Quoted text —
──────────

J.L.Hora, K.-W.Hodapp, E.Irwin, T.Young (IfA, U. Hawaii)

KSPEC is a cross-dispersed spectrograph designed to cover the atmospheric windows from 1--2.5 $\mu$m in one spectral frame on a 256$\times$256 pixel NICMOS-3 HgCdTe detector array at the f/31 focus of the UH 2.2m telescope. The entire spectral range is covered in a single frame; therefore the instrument uses a fixed grating and cross- dispersing prism with no filters or other moving components. This results in a simple mechanical and optical design, and in a high-throughput instrument that is easy to use.

The spectrograph provides medium ($\lambda / \Delta\lambda \sim$ 700) spectral resolution for classification work, emission line detection, and redshift measurements. The instrument uses a second NICMOS-3 array for slit-viewing. This facilitates the acquisition of optically invisible objects, documents the slit position, and aids in position control during the spectroscopic observations. The slit size is 0.6$\times$7 arcsec; the slit-viewing detector has a field-of-view of $\sim$ 1 square arcminute. A second spectroscopic configuration (not cross-dispersed) uses a K-band order-sorting filter to provide a 0.6$\times$25 arcsec slit for the 2--2.35 $\mu$m wavelength range only.

──────────

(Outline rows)

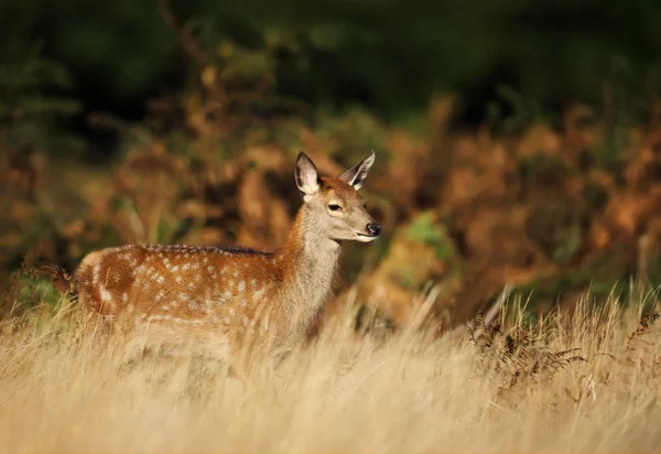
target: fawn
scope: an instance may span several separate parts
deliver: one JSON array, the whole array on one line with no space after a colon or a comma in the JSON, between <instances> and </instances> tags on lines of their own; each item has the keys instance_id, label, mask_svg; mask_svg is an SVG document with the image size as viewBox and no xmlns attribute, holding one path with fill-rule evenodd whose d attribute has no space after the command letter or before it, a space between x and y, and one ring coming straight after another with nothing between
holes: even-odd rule
<instances>
[{"instance_id":1,"label":"fawn","mask_svg":"<svg viewBox=\"0 0 661 454\"><path fill-rule=\"evenodd\" d=\"M373 162L372 151L339 177L319 177L300 152L295 182L304 203L274 252L154 245L90 252L76 272L80 304L111 326L127 322L138 343L189 342L220 359L248 344L286 350L329 298L342 242L381 233L357 192Z\"/></svg>"}]
</instances>

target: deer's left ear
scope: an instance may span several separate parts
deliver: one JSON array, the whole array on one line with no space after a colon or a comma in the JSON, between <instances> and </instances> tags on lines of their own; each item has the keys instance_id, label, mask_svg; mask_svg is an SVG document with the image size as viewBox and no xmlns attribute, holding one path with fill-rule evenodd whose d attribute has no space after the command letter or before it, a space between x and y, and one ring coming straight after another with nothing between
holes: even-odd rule
<instances>
[{"instance_id":1,"label":"deer's left ear","mask_svg":"<svg viewBox=\"0 0 661 454\"><path fill-rule=\"evenodd\" d=\"M369 169L375 163L377 153L372 150L367 158L354 165L351 169L339 175L340 180L349 183L356 191L362 186L362 182L369 172Z\"/></svg>"}]
</instances>

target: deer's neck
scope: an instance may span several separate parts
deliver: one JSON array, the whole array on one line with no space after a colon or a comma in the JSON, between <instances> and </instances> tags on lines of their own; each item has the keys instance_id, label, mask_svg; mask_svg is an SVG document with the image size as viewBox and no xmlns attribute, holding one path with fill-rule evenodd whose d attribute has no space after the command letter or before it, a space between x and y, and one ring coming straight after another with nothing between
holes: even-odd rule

──────────

Given problem 1 —
In the spectrograph description, replace "frame" with "exposure" and give everything from "J.L.Hora, K.-W.Hodapp, E.Irwin, T.Young" down to "easy to use.".
Given problem 2 —
Please repeat the rows word for word, everything from the line containing "target: deer's neck" down to the last line of the rows.

Correct result 1 —
J.L.Hora, K.-W.Hodapp, E.Irwin, T.Young (IfA, U. Hawaii)

KSPEC is a cross-dispersed spectrograph designed to cover the atmospheric windows from 1--2.5 $\mu$m in one spectral exposure on a 256$\times$256 pixel NICMOS-3 HgCdTe detector array at the f/31 focus of the UH 2.2m telescope. The entire spectral range is covered in a single exposure; therefore the instrument uses a fixed grating and cross- dispersing prism with no filters or other moving components. This results in a simple mechanical and optical design, and in a high-throughput instrument that is easy to use.

Correct result 2 —
target: deer's neck
scope: an instance may span several separate parts
deliver: one JSON array, the whole array on one line with no space after a colon or a comma in the JSON, between <instances> and </instances> tags on lines of their own; each item has the keys instance_id, label, mask_svg; mask_svg is an SVG document with the image size as viewBox and no xmlns attribute, holding one path with fill-rule evenodd whose d attribute has no space after the command letter or before it, a space between x and y, and one ring coming straight after another with nothing between
holes: even-odd rule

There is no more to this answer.